Reproduce the data below verbatim, starting at the line containing "Locate the kiwi" and ending at the line containing "pixel 118 105", with both of those lines included.

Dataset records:
******

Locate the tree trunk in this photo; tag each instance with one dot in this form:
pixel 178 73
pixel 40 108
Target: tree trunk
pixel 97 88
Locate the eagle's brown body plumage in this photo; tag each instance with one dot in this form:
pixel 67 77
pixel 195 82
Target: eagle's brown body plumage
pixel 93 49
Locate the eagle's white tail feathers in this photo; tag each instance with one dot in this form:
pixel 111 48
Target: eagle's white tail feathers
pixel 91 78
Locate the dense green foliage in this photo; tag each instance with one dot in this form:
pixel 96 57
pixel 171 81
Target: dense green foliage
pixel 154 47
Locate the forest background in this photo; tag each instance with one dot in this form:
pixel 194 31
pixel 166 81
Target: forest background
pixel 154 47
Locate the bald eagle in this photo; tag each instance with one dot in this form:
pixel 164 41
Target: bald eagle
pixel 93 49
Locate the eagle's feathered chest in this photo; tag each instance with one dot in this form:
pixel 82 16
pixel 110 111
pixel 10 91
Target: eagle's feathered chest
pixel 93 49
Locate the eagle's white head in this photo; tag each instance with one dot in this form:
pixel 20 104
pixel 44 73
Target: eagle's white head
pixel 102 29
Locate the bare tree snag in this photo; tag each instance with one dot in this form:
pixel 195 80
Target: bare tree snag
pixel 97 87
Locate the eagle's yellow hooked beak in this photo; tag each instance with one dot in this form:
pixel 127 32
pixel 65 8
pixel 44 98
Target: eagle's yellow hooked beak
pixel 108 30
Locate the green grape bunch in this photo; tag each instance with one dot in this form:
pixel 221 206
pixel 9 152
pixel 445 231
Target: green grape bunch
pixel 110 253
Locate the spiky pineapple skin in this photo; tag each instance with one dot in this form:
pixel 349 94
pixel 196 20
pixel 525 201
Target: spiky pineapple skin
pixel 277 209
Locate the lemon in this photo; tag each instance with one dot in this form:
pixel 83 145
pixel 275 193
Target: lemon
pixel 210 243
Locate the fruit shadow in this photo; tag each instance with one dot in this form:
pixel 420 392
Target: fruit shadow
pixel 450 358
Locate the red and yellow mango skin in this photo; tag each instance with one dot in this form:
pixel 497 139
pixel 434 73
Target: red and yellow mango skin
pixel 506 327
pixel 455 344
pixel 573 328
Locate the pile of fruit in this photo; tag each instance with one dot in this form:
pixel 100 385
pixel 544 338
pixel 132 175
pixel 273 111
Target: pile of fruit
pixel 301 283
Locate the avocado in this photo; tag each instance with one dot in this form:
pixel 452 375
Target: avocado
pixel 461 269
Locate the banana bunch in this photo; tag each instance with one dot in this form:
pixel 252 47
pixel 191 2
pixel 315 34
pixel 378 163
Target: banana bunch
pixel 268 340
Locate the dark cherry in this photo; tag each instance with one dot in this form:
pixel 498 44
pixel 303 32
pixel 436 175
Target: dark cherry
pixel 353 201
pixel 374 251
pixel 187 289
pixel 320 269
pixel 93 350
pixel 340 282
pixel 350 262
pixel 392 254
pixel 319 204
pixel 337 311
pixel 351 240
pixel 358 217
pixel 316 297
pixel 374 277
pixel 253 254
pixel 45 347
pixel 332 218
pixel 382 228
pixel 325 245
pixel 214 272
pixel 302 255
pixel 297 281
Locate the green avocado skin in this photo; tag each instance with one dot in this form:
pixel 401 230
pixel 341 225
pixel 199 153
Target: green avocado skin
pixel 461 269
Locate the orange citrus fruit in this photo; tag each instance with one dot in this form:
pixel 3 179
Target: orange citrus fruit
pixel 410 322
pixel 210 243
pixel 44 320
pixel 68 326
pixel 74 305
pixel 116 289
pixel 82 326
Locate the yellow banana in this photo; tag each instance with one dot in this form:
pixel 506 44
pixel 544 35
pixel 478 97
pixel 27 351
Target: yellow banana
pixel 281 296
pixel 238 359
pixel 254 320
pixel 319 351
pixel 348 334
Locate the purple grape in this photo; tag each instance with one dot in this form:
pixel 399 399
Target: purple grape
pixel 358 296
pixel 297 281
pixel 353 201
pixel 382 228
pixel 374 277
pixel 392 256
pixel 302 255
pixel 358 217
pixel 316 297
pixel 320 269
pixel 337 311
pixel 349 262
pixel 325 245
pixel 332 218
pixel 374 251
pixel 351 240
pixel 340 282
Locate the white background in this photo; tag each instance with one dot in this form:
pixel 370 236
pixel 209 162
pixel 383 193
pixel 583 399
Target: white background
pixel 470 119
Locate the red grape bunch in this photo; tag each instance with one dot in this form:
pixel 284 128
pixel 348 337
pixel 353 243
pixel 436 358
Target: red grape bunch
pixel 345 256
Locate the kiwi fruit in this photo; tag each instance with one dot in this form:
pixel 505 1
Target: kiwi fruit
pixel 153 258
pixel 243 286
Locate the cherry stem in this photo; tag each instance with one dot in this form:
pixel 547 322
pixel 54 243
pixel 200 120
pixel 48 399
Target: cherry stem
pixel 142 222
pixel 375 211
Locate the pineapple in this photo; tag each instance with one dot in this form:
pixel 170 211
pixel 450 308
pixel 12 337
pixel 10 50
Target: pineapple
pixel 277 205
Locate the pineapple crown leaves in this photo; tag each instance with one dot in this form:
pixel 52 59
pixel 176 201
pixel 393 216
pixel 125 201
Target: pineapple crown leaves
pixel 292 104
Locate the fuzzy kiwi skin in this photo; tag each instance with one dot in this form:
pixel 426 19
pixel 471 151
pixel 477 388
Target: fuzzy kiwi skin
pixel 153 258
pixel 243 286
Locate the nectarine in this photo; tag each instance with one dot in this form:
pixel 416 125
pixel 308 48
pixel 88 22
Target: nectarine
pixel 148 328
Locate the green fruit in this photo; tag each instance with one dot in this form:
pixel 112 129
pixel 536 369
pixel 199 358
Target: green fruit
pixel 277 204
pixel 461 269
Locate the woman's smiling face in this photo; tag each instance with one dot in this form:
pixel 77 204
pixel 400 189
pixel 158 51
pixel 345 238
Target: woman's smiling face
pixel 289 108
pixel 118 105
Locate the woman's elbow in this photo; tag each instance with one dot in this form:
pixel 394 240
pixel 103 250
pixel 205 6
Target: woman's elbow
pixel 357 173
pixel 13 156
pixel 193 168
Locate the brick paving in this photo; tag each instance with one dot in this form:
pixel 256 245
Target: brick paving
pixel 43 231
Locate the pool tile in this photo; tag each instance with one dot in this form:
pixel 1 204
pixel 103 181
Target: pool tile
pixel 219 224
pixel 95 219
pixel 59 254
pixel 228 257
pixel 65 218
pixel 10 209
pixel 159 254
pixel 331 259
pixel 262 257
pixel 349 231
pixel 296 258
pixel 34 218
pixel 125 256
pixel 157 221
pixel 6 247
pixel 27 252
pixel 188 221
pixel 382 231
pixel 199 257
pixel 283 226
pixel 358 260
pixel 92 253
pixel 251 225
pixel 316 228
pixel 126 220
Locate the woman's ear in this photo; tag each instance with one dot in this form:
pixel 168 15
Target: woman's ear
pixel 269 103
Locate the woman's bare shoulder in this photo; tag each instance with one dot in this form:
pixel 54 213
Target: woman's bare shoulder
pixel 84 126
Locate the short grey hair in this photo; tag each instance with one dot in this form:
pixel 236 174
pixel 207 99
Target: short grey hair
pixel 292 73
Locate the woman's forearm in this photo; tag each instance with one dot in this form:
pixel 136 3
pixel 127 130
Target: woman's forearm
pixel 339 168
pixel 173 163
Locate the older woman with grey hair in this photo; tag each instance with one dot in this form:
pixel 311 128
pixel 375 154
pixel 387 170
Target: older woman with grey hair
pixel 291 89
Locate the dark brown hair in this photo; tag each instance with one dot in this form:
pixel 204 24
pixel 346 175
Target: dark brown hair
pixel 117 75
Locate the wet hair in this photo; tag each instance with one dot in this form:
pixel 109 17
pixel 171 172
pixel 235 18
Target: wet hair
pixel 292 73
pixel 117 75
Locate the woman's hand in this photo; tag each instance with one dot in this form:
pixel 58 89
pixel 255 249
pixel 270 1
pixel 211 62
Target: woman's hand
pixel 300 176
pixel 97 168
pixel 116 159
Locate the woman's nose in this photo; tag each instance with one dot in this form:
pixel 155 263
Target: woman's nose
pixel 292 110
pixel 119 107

******

**TASK RESPONSE**
Locate the kiwi fruit in this photo; tag each instance with one dot in this form:
pixel 505 1
Target: kiwi fruit
pixel 153 258
pixel 243 286
Locate the cherry stem in this photo; tag each instance with one dot in this form:
pixel 547 322
pixel 54 243
pixel 200 120
pixel 48 399
Target: cherry stem
pixel 142 222
pixel 375 211
Locate the pineapple in this photo; tag each instance with one dot in this form:
pixel 170 211
pixel 450 308
pixel 12 337
pixel 10 50
Target: pineapple
pixel 277 205
Locate the pineapple crown leaves in this photo; tag each instance with one dot in this form:
pixel 52 59
pixel 176 201
pixel 393 216
pixel 125 201
Target: pineapple crown leaves
pixel 292 104
Locate the fuzzy kiwi skin in this photo; tag each instance with one dot in this form:
pixel 426 19
pixel 471 151
pixel 477 388
Target: fuzzy kiwi skin
pixel 153 258
pixel 243 286
Locate the nectarine in this photo; tag each instance with one dot in this form:
pixel 416 125
pixel 308 48
pixel 88 22
Target: nectarine
pixel 148 328
Locate the green fruit in this photo; tag each instance with one dot in this form:
pixel 112 129
pixel 536 369
pixel 199 358
Target: green fruit
pixel 277 204
pixel 461 269
Locate the woman's smiling face in this photo; tag each instance with one dot in this form:
pixel 77 204
pixel 400 189
pixel 158 51
pixel 345 238
Target: woman's smiling face
pixel 289 108
pixel 118 105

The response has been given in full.